## YOUR OBJECTIVE
Quote the items below word for word, starting from the line that contains "Where can you find the black suit" and going through the end of the items.

[Excerpts from point annotation data]

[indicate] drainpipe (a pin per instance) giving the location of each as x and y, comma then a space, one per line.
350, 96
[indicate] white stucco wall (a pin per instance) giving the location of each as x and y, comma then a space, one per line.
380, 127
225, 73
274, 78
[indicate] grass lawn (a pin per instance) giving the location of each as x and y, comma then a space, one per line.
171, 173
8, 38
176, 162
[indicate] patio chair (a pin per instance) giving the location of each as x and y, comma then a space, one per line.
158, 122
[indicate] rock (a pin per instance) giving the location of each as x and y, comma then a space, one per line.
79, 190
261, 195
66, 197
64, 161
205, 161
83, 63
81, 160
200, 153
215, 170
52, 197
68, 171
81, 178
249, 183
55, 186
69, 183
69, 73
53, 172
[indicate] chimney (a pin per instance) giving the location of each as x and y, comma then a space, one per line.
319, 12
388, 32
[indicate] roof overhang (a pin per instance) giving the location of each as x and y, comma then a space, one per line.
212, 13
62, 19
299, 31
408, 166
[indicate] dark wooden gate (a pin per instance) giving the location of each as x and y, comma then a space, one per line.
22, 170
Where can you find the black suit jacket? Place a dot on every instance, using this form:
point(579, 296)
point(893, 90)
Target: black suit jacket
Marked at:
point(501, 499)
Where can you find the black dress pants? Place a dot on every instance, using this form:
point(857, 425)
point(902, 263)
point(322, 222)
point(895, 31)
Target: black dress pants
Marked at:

## OUTPUT BELOW
Where can you find the black suit jacket? Place a dot on every instance, using this form:
point(579, 296)
point(893, 90)
Target: black suit jacket
Marked at:
point(501, 499)
Where can you find the black dress pants? Place a dot on every instance, using this form:
point(857, 425)
point(902, 263)
point(322, 222)
point(895, 31)
Target: black dress pants
Marked at:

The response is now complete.